What you need to do:
a: Answer from the interview on the AI bubble:
(i) Which group uses automation software for exoneration work with the Innocence Project New Orleans?
(ii) What will be on sale for cheap when the bubble pops?
(iii) What is said to happen every time a state collapses in austerity?
b: Proceed with the interview on the AI bubble, starting right after its final question about the Luddite framework.

The real problem isn’t the investment itself – the country cannot run out of pounds. However, we can take swathes of our productive workforce, both inside and outside of the public sector, and replace them with chatbots that can’t do their jobs very well. Then, when the servers get switched off, we’ll have a giant vacuum that we can’t fill. I fear that what happens then is what happens every time you see a state collapse in austerity, which is fascism.
PL
Where does that leave the technology itself? Can we salvage anything from the aftermath of the bubble?
CD
It’s self-limiting, positionally wrong and anti-material to say that things that were made under conditions you disapprove of should never be used. In those circumstances, you could not use a phone or a computer. Your adversaries who are way less interested in ethics than you will have all the tools and you will be left with a tin can and string.
There are lots of useful things that AI can do. For example, I talk in the book about the Human Rights Data Analysis Group who are using automation software to do amazing exoneration work with the Innocence Project New Orleans. You can also run AI programs locally, on your computer, without compromising your privacy or exposing you to any other problems we associate with corporate-owned AI tools.
When the bubble pops, there will be GPUs on sale for cheap, skilled workers freed from the industry bubble. Open source models which have barely been optimized now will have mind-altering performance gains. These models are currently unmined, low-hanging fruit – to mix metaphors.
With the talent to mobilise and improve them, we can build all kinds of centaurs that could aid counter-movements against what might emerge from the economic ashes of AI.
PL
Your background as a science fiction writer clearly informs your philosophy. It strikes me as a very Luddite framework. Can you tell us more about that?

Natural-language object grounding records:
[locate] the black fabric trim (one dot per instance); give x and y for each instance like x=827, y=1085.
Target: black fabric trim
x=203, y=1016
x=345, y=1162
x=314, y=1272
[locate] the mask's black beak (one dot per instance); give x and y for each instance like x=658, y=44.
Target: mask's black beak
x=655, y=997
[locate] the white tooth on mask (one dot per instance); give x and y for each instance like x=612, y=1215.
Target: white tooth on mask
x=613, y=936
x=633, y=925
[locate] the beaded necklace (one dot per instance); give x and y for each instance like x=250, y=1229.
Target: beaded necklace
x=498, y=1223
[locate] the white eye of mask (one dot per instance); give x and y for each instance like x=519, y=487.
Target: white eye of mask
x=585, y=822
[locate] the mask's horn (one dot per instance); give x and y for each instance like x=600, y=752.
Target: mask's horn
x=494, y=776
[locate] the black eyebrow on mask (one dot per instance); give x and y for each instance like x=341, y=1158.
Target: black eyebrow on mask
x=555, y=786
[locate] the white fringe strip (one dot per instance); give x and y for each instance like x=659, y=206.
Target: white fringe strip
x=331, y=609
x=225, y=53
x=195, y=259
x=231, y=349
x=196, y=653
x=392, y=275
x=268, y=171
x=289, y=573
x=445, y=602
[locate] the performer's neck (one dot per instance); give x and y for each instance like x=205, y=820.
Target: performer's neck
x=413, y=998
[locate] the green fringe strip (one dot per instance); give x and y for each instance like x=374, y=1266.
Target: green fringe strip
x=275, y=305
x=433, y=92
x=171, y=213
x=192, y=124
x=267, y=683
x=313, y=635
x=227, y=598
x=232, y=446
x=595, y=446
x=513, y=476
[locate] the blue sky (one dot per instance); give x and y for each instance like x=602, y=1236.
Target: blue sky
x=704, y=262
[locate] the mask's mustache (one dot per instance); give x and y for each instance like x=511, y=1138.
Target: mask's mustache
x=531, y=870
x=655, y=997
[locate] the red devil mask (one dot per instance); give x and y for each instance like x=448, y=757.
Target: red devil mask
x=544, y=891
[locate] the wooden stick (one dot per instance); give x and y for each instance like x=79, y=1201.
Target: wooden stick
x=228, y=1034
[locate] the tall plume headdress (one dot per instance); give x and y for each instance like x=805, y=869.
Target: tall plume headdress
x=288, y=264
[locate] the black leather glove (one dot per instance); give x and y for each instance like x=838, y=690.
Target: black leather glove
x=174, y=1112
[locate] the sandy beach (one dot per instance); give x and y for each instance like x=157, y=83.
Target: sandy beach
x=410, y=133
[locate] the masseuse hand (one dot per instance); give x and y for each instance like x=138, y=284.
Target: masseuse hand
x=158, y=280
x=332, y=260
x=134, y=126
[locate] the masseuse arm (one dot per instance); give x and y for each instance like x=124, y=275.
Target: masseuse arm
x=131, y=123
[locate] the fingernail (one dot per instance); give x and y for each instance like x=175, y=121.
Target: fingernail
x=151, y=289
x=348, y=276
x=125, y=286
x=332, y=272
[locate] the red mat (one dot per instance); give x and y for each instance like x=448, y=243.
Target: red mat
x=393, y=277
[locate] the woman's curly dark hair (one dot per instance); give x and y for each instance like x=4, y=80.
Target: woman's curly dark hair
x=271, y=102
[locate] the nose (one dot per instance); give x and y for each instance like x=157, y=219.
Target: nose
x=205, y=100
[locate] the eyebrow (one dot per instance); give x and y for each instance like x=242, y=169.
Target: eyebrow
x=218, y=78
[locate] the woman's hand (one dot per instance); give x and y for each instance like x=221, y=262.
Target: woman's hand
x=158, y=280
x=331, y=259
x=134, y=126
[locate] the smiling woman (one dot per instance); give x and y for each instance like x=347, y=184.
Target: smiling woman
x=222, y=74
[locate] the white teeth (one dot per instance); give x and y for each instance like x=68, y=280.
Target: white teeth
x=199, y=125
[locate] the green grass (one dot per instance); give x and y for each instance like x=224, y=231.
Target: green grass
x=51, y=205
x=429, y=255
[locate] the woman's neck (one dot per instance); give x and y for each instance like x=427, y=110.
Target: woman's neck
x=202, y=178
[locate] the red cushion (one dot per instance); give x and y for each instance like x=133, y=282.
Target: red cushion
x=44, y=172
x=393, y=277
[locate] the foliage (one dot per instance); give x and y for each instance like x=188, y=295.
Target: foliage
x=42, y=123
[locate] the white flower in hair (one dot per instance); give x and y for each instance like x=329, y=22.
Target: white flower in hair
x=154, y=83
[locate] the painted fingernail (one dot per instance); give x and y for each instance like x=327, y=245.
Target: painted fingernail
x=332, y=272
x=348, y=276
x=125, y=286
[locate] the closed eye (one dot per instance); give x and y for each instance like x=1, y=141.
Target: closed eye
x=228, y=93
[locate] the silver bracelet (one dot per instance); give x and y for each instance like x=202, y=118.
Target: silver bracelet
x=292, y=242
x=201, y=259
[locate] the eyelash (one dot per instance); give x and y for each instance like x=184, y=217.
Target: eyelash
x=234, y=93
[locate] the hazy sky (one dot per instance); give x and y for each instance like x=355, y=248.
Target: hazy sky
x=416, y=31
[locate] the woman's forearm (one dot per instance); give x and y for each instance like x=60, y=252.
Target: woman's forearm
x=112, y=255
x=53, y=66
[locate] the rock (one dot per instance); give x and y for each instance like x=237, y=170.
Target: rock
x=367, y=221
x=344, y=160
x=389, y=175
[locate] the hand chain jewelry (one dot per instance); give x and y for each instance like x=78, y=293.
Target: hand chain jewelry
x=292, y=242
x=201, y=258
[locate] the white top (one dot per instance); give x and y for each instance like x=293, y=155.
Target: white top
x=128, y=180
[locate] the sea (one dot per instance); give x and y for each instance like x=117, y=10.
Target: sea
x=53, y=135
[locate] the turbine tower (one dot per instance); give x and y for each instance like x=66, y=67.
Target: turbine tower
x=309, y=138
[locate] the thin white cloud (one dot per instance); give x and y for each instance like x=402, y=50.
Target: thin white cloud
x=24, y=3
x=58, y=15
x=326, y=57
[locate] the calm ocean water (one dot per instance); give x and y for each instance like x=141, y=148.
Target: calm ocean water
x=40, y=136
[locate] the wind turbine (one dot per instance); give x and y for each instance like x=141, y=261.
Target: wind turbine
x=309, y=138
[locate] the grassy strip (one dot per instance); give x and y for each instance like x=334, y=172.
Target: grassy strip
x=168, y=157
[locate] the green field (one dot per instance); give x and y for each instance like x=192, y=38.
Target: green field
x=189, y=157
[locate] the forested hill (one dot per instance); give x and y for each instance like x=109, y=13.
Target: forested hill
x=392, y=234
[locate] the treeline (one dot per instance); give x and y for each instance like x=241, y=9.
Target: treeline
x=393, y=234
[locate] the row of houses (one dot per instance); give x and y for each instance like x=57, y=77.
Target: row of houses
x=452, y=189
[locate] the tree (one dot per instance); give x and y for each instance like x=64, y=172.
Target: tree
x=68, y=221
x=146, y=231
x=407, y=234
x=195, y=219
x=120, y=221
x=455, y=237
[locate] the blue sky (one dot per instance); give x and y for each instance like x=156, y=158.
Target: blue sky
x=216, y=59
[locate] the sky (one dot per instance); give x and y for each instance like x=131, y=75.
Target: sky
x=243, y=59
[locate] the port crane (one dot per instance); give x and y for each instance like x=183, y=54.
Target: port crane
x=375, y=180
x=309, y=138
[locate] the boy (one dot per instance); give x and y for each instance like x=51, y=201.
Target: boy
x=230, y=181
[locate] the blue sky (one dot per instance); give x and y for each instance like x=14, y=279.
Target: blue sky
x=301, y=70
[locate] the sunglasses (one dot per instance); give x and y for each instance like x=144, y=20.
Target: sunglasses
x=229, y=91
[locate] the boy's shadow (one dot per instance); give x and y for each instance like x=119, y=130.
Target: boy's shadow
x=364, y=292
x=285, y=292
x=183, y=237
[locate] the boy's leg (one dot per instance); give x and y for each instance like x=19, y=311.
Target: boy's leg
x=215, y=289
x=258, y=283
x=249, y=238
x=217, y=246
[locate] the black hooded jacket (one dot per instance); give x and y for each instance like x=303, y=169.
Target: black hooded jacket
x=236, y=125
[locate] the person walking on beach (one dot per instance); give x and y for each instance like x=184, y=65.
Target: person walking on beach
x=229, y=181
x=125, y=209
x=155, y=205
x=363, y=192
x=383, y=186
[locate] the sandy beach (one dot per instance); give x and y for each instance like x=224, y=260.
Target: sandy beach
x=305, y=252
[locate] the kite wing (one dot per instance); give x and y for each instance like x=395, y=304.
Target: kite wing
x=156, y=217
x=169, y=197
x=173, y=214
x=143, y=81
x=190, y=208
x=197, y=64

Results of the exercise:
a:
(i) The Human Rights Data Analysis Group
(ii) GPUs
(iii) Fascism

b:
CD
Science fiction is the most anti-Thatcherite literature you can read. It rejects the idea that ‘there is no alternative’ by insisting on the contingency of technology and its social relations – a radical act in itself.
Counter to the writing of Audre Lorde, it says that the master’s tools can be used to dismantle the master’s house; that there’s nothing in the tools themselves to insist they be used a particular way. We should always be alive to the possibilities of what we could build if we weren’t being told how to use tools and to what end.
Science fiction also conditions you to question the social consequences of technology. The author Gardner Dozois once said something like: It’s one thing to look at the movie theatre and the automobile and then predict the drive-in, it’s another thing to look at them both and then predict the sexual revolution. I would add that it’s a third thing all together to anticipate that the sexual revolution would one day mean that you must get a government ID to access any adult film content within today’s database nation.
To recognise that technology does not run on rails and is not self-actualizing, but instead emerges from political and social choices – and also that we can make different ones – is foundationally very Luddite, and very science fictional.